--- BEGIN Information given ---

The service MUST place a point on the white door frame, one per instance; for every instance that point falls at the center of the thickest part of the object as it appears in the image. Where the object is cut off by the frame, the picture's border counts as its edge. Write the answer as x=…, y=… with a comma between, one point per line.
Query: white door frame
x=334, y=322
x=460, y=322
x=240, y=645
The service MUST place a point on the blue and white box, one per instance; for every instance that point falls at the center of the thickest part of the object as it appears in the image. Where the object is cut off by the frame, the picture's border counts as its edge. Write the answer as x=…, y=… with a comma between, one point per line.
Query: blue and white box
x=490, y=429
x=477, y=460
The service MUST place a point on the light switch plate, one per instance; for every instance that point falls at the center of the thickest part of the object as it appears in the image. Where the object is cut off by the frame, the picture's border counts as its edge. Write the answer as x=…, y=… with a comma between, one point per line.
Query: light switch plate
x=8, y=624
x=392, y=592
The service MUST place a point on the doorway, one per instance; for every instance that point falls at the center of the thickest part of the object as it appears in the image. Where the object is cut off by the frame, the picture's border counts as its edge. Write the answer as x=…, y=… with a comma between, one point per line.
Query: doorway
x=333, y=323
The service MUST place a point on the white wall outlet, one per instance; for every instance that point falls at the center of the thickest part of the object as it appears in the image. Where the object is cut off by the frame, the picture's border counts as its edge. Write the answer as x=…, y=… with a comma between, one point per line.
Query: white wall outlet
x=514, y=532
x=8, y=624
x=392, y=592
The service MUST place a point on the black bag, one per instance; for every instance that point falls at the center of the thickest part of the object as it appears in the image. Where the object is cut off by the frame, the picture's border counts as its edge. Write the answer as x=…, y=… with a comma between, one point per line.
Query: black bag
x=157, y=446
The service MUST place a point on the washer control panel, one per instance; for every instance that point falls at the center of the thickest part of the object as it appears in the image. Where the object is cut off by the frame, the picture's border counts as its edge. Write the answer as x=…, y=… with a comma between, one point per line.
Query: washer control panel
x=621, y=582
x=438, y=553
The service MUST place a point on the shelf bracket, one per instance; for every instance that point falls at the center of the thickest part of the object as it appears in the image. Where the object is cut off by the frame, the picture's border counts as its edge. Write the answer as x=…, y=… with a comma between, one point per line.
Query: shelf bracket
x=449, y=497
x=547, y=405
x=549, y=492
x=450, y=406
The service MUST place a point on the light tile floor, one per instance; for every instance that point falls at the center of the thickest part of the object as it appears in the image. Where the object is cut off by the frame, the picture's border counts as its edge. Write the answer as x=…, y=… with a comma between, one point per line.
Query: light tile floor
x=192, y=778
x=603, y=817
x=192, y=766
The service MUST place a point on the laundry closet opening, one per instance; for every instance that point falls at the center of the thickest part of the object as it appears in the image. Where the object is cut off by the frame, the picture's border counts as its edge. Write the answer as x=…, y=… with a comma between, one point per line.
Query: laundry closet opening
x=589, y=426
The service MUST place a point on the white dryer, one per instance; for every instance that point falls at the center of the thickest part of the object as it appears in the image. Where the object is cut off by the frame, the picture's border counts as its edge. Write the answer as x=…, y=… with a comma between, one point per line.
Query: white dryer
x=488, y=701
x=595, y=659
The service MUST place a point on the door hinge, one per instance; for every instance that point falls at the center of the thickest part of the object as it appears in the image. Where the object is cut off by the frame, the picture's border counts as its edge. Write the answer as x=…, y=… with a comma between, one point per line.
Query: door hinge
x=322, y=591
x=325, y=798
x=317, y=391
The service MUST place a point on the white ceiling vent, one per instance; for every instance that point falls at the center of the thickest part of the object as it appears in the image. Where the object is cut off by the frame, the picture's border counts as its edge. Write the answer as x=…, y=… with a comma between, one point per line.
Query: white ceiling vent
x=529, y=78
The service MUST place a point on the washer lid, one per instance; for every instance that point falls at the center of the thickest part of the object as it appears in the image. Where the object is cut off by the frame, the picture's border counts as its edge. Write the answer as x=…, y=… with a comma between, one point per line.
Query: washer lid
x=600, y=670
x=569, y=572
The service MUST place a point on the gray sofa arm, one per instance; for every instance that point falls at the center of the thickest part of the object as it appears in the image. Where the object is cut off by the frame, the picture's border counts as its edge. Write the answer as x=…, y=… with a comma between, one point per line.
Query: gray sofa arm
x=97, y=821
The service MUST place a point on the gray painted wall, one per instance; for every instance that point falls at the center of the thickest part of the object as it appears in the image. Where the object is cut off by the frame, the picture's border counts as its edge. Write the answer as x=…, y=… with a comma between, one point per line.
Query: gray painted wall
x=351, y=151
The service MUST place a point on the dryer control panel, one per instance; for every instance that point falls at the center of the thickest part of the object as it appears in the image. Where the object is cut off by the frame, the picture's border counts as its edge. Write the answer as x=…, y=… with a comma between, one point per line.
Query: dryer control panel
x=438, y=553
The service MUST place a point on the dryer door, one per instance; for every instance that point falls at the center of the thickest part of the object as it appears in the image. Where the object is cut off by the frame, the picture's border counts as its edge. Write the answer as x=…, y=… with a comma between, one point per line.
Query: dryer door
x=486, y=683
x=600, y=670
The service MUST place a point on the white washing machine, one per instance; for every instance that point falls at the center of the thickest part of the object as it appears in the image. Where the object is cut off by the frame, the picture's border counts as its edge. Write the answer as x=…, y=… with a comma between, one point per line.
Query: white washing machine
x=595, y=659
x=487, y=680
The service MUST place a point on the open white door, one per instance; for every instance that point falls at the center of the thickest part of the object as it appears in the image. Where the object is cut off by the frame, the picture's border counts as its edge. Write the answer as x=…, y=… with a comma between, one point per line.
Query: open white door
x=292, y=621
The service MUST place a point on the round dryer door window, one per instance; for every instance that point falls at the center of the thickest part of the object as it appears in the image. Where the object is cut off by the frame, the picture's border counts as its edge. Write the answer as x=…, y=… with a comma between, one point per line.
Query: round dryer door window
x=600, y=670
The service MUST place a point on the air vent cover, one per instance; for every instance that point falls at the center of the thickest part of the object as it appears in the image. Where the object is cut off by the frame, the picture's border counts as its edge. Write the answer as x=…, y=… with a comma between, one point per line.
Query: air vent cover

--- END Information given ---

Each line of the material should be echoed exactly.

Solution to this exercise>
The service MUST place a point on the white door frame, one per instance; for every instance that point falls at the center of the thickest part of the object as it appears in the image. Where the object is cut off by the frame, the picture's border counts as its edge. Write the answer as x=…, y=… with a comma between, one point per line.
Query: white door frame
x=334, y=322
x=460, y=322
x=240, y=645
The service MUST place a point on the blue and white box, one per instance; for every instance that point falls at the center of the thickest part of the object as it appears in the image. Where the object is cut off by the frame, the picture's border counts as its edge. Write the answer as x=…, y=… with a comma between, one point per line.
Query: blue and white box
x=490, y=429
x=477, y=460
The service MUST place a point on the light switch plate, one per instance; for every instance that point falls at the center of the thickest part of the object as it appears in the image. Where the object is cut off by the frame, the picture's border counts as its edge. Write the answer as x=…, y=… with a comma between, one point per line.
Query: light switch plate
x=8, y=624
x=392, y=592
The service MUST place a point on the doorway, one per instance; for every instance that point falls at the center of the thickest part of the object as it appears in the image. Where the object is cut off by the frame, the picture's border counts as its edge. Write the answer as x=…, y=… with a comma between, one point per line.
Query: doorway
x=333, y=323
The service MUST place a point on the white wall outlet, one per instance; for every instance that point falls at the center of the thickest part of the object as it appears in the image. Where the object is cut off by the frame, the picture's border counts as its edge. Write the answer as x=…, y=… with a comma between, one point per line.
Query: white wall outlet
x=514, y=532
x=8, y=624
x=392, y=592
The service MUST place a point on the black bag, one per instance; for every instance that point falls at the center of the thickest part of the object as it appears in the image. Where the object is cut off by the frame, the picture's border counts as its edge. Write the answer as x=…, y=… with a comma between, one point per line.
Query: black bag
x=157, y=446
The service MUST place a point on the washer control panel, one per instance; for every instance that point falls at the center of the thickest part of the object as it appears in the image. Where the object is cut off by the frame, the picture's border counts as its edge. Write the answer as x=…, y=… with a comma between, one point per line.
Query: washer control panel
x=621, y=582
x=438, y=553
The service MUST place a point on the shelf bracket, one per instance; for every instance that point falls at the center of the thickest part of the object as it appears in the image. Where the object is cut off by the frame, the picture's border counts as its edge. Write the answer as x=…, y=… with a comma between, one point per line.
Query: shelf bracket
x=449, y=497
x=547, y=405
x=549, y=492
x=450, y=406
The service MUST place a point on the light tile floor, one per instance; for every instance that point falls at the center of the thickest part of the object as it appears in the image. Where the object is cut off by the frame, the picture's border counts as its edge. Write the answer as x=…, y=… with a comma between, one point per line.
Query: light tile floor
x=192, y=778
x=603, y=817
x=192, y=766
The service MUST place a point on the laundry closet opening, one per instance; for every instance that point falls at the center of the thickest part of the object as it appears in the image. Where the object is cut off by the frame, the picture's border counts as its edge. Write the answer as x=…, y=… with a comma between, one point per line.
Query: laundry closet opening
x=589, y=426
The service MUST place a point on the white dryer, one per instance; for every instance that point falls at the center of the thickest part of the object as it appears in the image. Where the object is cut off by the frame, the picture's border counts as its edge. Write the answer as x=…, y=… with a comma between, one point per line.
Query: white dryer
x=488, y=701
x=595, y=659
The service MUST place a point on the door hinge, one per instance; for every instance that point falls at the center of the thickest part of the object as it appears in the image. Where the object is cut off by the frame, the picture's border counts as its edge. Write the answer as x=…, y=… with a comma between, one point per line.
Query: door hinge
x=322, y=591
x=325, y=798
x=317, y=391
The service MUST place a point on the white ceiling vent, one per instance; for every instance that point falls at the center of the thickest part of the object as it appears in the image. Where the object is cut off by the frame, the picture's border counts as its edge. Write the answer as x=…, y=… with a comma between, one point per line.
Query: white ceiling vent
x=529, y=78
The service MUST place a point on the washer lid, one per instance; for every instance that point falls at the center of the thickest part of the object as it appears in the image. Where the object is cut off by the frame, the picture's border counts as its edge. Write the answer as x=…, y=… with a comma between, one point per line.
Query: washer lid
x=600, y=670
x=569, y=572
The service MUST place a point on the gray sofa arm, one per instance; for every instance that point falls at the center of the thickest part of the object as it appears in the image. Where the object is cut off by the frame, the picture's border counts as its edge. Write the answer as x=…, y=… with a comma between, one point per line.
Query: gray sofa arm
x=97, y=821
The service MUST place a point on the gray painted wall, one per instance; for every instance that point falls at the center of the thickest part of the object as it appears in the image. Where the object is cut off by the frame, the picture's border counts as its edge. Write the answer as x=…, y=… with a comma between, one point per line.
Query: gray painted wall
x=351, y=151
The service MUST place a point on the dryer control panel, one per instance; for every instance that point falls at the center of the thickest part of the object as it appears in the image. Where the object is cut off by the frame, the picture's border counts as its edge. Write the answer as x=…, y=… with a comma between, one point per line.
Query: dryer control panel
x=438, y=553
The service MUST place a point on the dryer door, one per instance; for every instance that point falls at the center of the thickest part of the object as it appears in the image. Where the object is cut off by the frame, the picture's border counts as its edge. Write the answer as x=…, y=… with a comma between, one point per line.
Query: dryer door
x=486, y=683
x=600, y=670
The service MUST place a point on the white washing machine, one per instance; for every instance that point falls at the center of the thickest part of the object as it appears in the image. Where the object is cut off by the frame, the picture's border counts as its edge. Write the answer as x=…, y=… with a comma between, one point per line.
Query: white washing machine
x=595, y=659
x=487, y=680
The service MUST place a point on the open white door, one per instance; for every instance that point falls at the center of the thickest part of the object as it appears in the image. Where the object is cut off by the frame, the picture's border counts as its edge. Write the answer as x=…, y=… with a comma between, one point per line.
Query: open white door
x=292, y=621
The service MUST place a point on the round dryer door window, one per instance; for every instance that point falls at the center of the thickest part of the object as it appears in the image. Where the object is cut off by the frame, the picture's border counts as its edge. Write the answer as x=…, y=… with a comma between, one point per line.
Query: round dryer door window
x=600, y=670
The service MUST place a point on the air vent cover, one per instance; for every instance that point falls at the center of the thickest part of the object as it appears in the image. Where the object is cut off by the frame, the picture's border counts as its edge. Write the answer as x=…, y=… with a comma between, one point per line.
Query: air vent cover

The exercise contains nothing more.